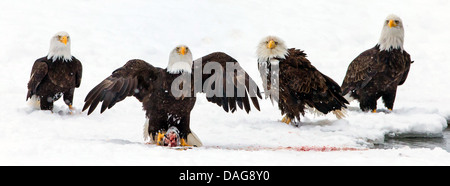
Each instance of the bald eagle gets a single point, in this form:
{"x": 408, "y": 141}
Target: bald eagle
{"x": 292, "y": 81}
{"x": 55, "y": 75}
{"x": 378, "y": 71}
{"x": 168, "y": 95}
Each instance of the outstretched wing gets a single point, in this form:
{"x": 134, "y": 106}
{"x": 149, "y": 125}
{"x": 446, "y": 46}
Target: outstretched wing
{"x": 360, "y": 71}
{"x": 38, "y": 72}
{"x": 133, "y": 79}
{"x": 229, "y": 85}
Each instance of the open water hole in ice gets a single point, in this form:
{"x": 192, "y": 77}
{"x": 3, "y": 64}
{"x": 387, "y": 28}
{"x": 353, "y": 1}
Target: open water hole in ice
{"x": 418, "y": 142}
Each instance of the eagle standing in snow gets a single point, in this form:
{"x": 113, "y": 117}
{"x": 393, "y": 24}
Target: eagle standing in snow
{"x": 167, "y": 109}
{"x": 291, "y": 80}
{"x": 378, "y": 71}
{"x": 55, "y": 75}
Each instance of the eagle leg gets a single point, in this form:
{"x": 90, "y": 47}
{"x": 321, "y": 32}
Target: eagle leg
{"x": 160, "y": 138}
{"x": 286, "y": 120}
{"x": 184, "y": 144}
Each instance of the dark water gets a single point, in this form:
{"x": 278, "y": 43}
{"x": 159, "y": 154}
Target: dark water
{"x": 418, "y": 142}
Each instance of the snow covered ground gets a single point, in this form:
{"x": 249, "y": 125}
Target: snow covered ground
{"x": 107, "y": 33}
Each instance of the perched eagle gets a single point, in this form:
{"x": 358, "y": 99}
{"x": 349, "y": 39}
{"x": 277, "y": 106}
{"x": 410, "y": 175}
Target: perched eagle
{"x": 378, "y": 71}
{"x": 55, "y": 75}
{"x": 168, "y": 95}
{"x": 291, "y": 80}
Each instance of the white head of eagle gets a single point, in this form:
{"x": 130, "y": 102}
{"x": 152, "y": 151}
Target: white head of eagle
{"x": 60, "y": 47}
{"x": 392, "y": 34}
{"x": 180, "y": 60}
{"x": 271, "y": 47}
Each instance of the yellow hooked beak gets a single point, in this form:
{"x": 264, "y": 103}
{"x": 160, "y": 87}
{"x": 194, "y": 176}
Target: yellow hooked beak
{"x": 182, "y": 50}
{"x": 392, "y": 23}
{"x": 63, "y": 39}
{"x": 271, "y": 44}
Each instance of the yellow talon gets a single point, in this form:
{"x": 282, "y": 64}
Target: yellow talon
{"x": 159, "y": 139}
{"x": 286, "y": 120}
★ ★ ★
What you need to do :: Can you revise the records above so that "outstretched wing" becomes "spread wing" everywhere, with nothing else changed? Leave the pictures out of your answer.

Task solution ::
Each instance of the bald eagle gets a single point, in this form:
{"x": 408, "y": 141}
Target: bald eagle
{"x": 292, "y": 81}
{"x": 55, "y": 75}
{"x": 378, "y": 71}
{"x": 168, "y": 95}
Each instance of the spread wing gets a single point, in this form:
{"x": 134, "y": 106}
{"x": 149, "y": 125}
{"x": 446, "y": 46}
Target: spread wing
{"x": 360, "y": 71}
{"x": 38, "y": 72}
{"x": 133, "y": 79}
{"x": 229, "y": 85}
Each instance of the open water hole in ice gets a single point, in this form:
{"x": 192, "y": 77}
{"x": 3, "y": 64}
{"x": 387, "y": 28}
{"x": 353, "y": 1}
Target: open water hole in ice
{"x": 418, "y": 142}
Each instance of the eagle standing in snow gets a single point, in this form:
{"x": 113, "y": 117}
{"x": 393, "y": 24}
Target: eagle standing in snow
{"x": 167, "y": 109}
{"x": 291, "y": 80}
{"x": 378, "y": 71}
{"x": 55, "y": 75}
Each instance of the eagle leg gets a single point, in this form:
{"x": 90, "y": 47}
{"x": 321, "y": 32}
Target: eagle leg
{"x": 160, "y": 138}
{"x": 286, "y": 120}
{"x": 184, "y": 144}
Each instance of the dark water gets a single point, in this form:
{"x": 278, "y": 43}
{"x": 159, "y": 154}
Target: dark water
{"x": 418, "y": 142}
Each instance of the snow covered ground gets a single point, in this form:
{"x": 249, "y": 125}
Target: snow covered ground
{"x": 107, "y": 33}
Each instance of the perched eagle gets a single point, in this form:
{"x": 358, "y": 99}
{"x": 349, "y": 39}
{"x": 277, "y": 106}
{"x": 410, "y": 175}
Target: perched eagle
{"x": 378, "y": 71}
{"x": 55, "y": 75}
{"x": 168, "y": 95}
{"x": 291, "y": 80}
Each instance of the white head of eagle gets a single point, in this form:
{"x": 130, "y": 102}
{"x": 152, "y": 151}
Target: white head of eagle
{"x": 60, "y": 47}
{"x": 392, "y": 34}
{"x": 180, "y": 60}
{"x": 271, "y": 47}
Each instance of the yellow hooked beak gets a single point, in this form:
{"x": 264, "y": 103}
{"x": 160, "y": 87}
{"x": 194, "y": 176}
Target: yellow hooked beak
{"x": 182, "y": 50}
{"x": 392, "y": 23}
{"x": 63, "y": 39}
{"x": 271, "y": 44}
Each instance of the yellow talon gets a single point, in this form:
{"x": 282, "y": 64}
Target: yellow talon
{"x": 159, "y": 139}
{"x": 286, "y": 120}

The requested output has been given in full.